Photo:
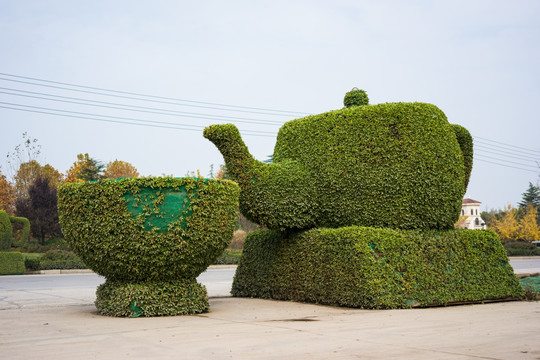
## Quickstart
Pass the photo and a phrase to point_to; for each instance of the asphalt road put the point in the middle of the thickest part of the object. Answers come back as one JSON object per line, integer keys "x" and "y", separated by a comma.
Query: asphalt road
{"x": 75, "y": 289}
{"x": 27, "y": 291}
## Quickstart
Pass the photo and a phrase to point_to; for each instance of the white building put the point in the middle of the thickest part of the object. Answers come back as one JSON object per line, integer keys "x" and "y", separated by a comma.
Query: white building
{"x": 470, "y": 210}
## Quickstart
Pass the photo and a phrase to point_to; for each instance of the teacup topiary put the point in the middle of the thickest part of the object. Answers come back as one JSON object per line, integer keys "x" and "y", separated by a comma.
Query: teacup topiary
{"x": 150, "y": 238}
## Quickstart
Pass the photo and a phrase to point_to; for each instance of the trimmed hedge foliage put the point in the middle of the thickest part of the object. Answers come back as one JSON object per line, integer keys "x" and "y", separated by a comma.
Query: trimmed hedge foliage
{"x": 395, "y": 165}
{"x": 182, "y": 297}
{"x": 356, "y": 97}
{"x": 148, "y": 231}
{"x": 6, "y": 229}
{"x": 375, "y": 268}
{"x": 117, "y": 244}
{"x": 11, "y": 263}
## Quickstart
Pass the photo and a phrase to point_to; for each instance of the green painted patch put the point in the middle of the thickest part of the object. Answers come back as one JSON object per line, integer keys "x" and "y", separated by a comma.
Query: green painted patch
{"x": 160, "y": 207}
{"x": 531, "y": 283}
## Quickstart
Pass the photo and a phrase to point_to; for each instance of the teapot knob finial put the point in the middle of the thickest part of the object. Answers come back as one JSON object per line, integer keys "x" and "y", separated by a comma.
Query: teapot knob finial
{"x": 356, "y": 97}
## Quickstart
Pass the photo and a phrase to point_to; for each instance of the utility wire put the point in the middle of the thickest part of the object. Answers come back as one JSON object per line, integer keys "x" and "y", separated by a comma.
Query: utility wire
{"x": 504, "y": 154}
{"x": 509, "y": 146}
{"x": 160, "y": 99}
{"x": 510, "y": 166}
{"x": 120, "y": 120}
{"x": 507, "y": 161}
{"x": 102, "y": 104}
{"x": 483, "y": 145}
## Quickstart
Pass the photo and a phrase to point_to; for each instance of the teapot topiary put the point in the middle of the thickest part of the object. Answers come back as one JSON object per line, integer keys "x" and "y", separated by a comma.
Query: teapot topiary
{"x": 393, "y": 165}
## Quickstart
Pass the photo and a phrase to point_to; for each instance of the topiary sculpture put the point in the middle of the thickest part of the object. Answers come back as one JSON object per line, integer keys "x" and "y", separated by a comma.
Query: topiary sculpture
{"x": 394, "y": 165}
{"x": 375, "y": 191}
{"x": 150, "y": 238}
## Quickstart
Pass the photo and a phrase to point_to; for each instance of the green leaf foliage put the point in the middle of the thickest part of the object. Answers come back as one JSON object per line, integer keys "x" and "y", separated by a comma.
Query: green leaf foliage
{"x": 6, "y": 229}
{"x": 126, "y": 299}
{"x": 150, "y": 237}
{"x": 465, "y": 141}
{"x": 355, "y": 97}
{"x": 11, "y": 263}
{"x": 134, "y": 244}
{"x": 396, "y": 165}
{"x": 373, "y": 268}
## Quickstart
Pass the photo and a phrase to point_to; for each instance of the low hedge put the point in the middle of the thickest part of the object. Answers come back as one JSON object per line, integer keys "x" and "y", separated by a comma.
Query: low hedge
{"x": 373, "y": 268}
{"x": 11, "y": 263}
{"x": 127, "y": 299}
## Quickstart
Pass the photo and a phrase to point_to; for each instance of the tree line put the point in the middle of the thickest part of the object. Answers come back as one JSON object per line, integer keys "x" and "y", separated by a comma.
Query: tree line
{"x": 517, "y": 224}
{"x": 31, "y": 191}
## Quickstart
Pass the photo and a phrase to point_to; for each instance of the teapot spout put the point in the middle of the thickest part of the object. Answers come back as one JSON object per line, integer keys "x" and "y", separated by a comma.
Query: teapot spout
{"x": 265, "y": 188}
{"x": 240, "y": 164}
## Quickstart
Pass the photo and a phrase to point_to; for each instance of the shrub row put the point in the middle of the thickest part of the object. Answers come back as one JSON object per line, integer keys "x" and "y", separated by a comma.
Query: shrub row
{"x": 375, "y": 268}
{"x": 11, "y": 263}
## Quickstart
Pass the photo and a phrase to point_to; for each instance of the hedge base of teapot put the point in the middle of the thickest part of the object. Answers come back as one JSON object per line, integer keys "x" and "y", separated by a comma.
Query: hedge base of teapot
{"x": 373, "y": 268}
{"x": 151, "y": 298}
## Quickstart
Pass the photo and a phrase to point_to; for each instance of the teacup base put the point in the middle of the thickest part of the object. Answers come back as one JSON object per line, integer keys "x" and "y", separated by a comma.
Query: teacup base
{"x": 151, "y": 298}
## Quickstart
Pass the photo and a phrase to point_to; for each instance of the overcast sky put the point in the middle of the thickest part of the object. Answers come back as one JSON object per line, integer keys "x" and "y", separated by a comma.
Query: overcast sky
{"x": 479, "y": 61}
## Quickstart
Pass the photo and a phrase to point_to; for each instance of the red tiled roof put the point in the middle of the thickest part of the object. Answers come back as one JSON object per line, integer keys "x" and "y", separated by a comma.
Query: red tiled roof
{"x": 471, "y": 201}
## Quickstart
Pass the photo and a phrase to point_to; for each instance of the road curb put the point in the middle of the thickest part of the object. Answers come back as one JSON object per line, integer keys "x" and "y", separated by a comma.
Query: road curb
{"x": 88, "y": 271}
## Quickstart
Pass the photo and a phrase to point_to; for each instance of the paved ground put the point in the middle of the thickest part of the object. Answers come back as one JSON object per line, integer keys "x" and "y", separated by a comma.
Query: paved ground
{"x": 263, "y": 329}
{"x": 236, "y": 328}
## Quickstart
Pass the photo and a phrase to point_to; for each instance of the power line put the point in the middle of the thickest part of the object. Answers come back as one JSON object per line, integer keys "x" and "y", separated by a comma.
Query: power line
{"x": 127, "y": 121}
{"x": 511, "y": 147}
{"x": 510, "y": 166}
{"x": 161, "y": 99}
{"x": 103, "y": 104}
{"x": 505, "y": 154}
{"x": 507, "y": 161}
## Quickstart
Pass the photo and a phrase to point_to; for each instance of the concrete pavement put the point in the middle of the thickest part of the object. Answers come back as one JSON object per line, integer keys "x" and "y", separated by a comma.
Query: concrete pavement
{"x": 64, "y": 324}
{"x": 237, "y": 328}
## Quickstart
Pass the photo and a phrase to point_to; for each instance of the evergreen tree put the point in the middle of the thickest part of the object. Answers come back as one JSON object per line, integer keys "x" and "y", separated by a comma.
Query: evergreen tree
{"x": 40, "y": 209}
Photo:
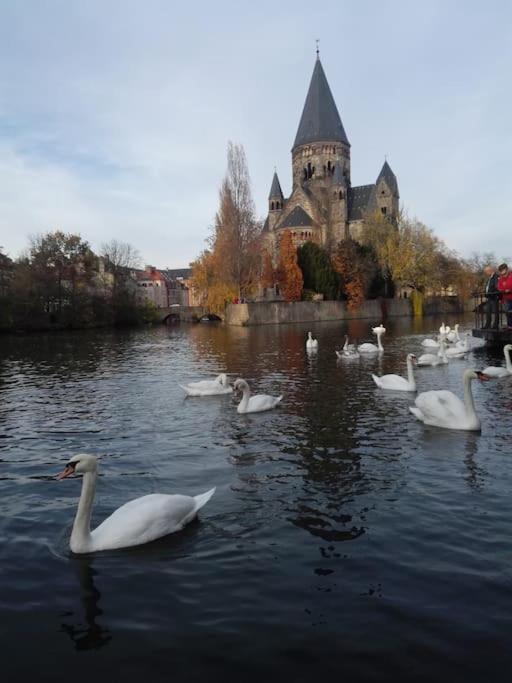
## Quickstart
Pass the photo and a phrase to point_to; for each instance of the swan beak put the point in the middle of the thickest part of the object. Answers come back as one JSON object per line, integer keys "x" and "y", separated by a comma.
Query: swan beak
{"x": 66, "y": 472}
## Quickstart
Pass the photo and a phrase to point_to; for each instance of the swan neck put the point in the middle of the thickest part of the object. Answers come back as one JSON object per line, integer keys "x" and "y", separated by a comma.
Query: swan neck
{"x": 469, "y": 401}
{"x": 246, "y": 392}
{"x": 508, "y": 360}
{"x": 81, "y": 534}
{"x": 410, "y": 372}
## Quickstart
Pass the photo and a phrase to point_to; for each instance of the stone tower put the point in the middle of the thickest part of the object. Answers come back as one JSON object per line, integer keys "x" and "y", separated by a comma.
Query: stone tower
{"x": 323, "y": 205}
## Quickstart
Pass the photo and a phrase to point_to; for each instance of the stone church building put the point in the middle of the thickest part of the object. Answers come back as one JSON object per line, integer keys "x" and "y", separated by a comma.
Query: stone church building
{"x": 323, "y": 206}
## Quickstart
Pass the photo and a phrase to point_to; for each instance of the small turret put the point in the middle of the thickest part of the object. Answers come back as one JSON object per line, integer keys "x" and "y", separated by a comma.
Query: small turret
{"x": 386, "y": 192}
{"x": 275, "y": 201}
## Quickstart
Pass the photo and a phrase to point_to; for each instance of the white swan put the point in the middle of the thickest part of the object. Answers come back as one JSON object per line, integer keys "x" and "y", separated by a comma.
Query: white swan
{"x": 372, "y": 348}
{"x": 396, "y": 382}
{"x": 208, "y": 387}
{"x": 254, "y": 404}
{"x": 434, "y": 359}
{"x": 444, "y": 409}
{"x": 460, "y": 349}
{"x": 496, "y": 371}
{"x": 453, "y": 335}
{"x": 430, "y": 344}
{"x": 139, "y": 521}
{"x": 311, "y": 344}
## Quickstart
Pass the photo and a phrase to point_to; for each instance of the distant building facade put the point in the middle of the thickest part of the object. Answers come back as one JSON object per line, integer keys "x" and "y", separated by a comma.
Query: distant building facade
{"x": 323, "y": 206}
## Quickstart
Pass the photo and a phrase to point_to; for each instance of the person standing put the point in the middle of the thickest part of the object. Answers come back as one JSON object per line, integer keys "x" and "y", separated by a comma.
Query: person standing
{"x": 505, "y": 289}
{"x": 492, "y": 304}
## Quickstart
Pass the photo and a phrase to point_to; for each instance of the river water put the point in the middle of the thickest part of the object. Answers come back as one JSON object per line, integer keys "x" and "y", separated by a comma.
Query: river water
{"x": 344, "y": 538}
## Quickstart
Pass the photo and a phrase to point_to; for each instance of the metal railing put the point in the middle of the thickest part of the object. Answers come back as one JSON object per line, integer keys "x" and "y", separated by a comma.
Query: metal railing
{"x": 497, "y": 310}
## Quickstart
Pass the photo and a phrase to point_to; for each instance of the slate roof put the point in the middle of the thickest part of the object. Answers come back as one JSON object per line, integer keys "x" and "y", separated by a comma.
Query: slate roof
{"x": 359, "y": 200}
{"x": 275, "y": 190}
{"x": 297, "y": 219}
{"x": 387, "y": 174}
{"x": 320, "y": 119}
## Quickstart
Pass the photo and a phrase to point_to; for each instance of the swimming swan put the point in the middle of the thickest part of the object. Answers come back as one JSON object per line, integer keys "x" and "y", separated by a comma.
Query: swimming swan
{"x": 434, "y": 359}
{"x": 396, "y": 382}
{"x": 496, "y": 371}
{"x": 254, "y": 404}
{"x": 139, "y": 521}
{"x": 372, "y": 348}
{"x": 444, "y": 409}
{"x": 208, "y": 387}
{"x": 311, "y": 344}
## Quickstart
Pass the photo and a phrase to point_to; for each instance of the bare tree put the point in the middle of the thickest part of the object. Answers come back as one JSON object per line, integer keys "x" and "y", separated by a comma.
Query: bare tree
{"x": 120, "y": 258}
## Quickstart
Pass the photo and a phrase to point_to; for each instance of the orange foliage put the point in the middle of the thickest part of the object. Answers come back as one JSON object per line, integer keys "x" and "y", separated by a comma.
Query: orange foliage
{"x": 347, "y": 262}
{"x": 268, "y": 276}
{"x": 289, "y": 274}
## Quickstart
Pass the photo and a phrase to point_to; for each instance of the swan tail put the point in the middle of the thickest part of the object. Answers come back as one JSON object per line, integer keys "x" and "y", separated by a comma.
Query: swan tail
{"x": 416, "y": 412}
{"x": 203, "y": 498}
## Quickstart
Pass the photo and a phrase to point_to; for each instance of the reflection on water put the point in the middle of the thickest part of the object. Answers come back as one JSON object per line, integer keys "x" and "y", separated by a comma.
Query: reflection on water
{"x": 266, "y": 568}
{"x": 86, "y": 632}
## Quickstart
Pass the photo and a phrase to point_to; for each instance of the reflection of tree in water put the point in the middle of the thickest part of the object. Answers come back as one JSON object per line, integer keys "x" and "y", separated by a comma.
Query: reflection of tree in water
{"x": 476, "y": 474}
{"x": 87, "y": 635}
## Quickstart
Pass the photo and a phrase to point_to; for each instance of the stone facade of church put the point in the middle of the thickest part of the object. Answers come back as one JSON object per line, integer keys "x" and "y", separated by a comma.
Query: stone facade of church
{"x": 323, "y": 206}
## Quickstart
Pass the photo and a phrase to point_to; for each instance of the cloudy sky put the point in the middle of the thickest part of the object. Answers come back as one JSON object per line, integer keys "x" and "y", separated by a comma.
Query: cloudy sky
{"x": 115, "y": 114}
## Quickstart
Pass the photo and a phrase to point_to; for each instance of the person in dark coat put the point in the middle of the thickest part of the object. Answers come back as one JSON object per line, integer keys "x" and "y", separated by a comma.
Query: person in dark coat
{"x": 492, "y": 305}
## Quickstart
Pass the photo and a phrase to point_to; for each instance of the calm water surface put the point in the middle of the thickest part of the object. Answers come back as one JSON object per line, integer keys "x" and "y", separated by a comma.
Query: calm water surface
{"x": 344, "y": 539}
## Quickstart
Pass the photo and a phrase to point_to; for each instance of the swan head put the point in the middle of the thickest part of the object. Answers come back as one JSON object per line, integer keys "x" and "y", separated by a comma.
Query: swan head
{"x": 79, "y": 464}
{"x": 241, "y": 385}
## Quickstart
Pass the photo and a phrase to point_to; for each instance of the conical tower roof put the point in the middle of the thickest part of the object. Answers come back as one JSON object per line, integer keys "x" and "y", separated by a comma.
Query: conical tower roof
{"x": 387, "y": 174}
{"x": 320, "y": 120}
{"x": 275, "y": 190}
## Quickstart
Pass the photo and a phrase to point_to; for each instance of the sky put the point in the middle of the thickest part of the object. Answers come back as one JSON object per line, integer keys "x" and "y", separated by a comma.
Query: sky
{"x": 115, "y": 115}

- [Stated goal]
Pick out every line in the listing above that contains the word "railing", and copy each of those lines. Case counts.

- [Completed task]
Pass the photo and a phrase to point_to; for each instance of the metal railing put the point in the middle of the thickest part of the object. Answers come back as one JSON object per line, integer keys "x" and "y", separated by a comma.
Query: metal railing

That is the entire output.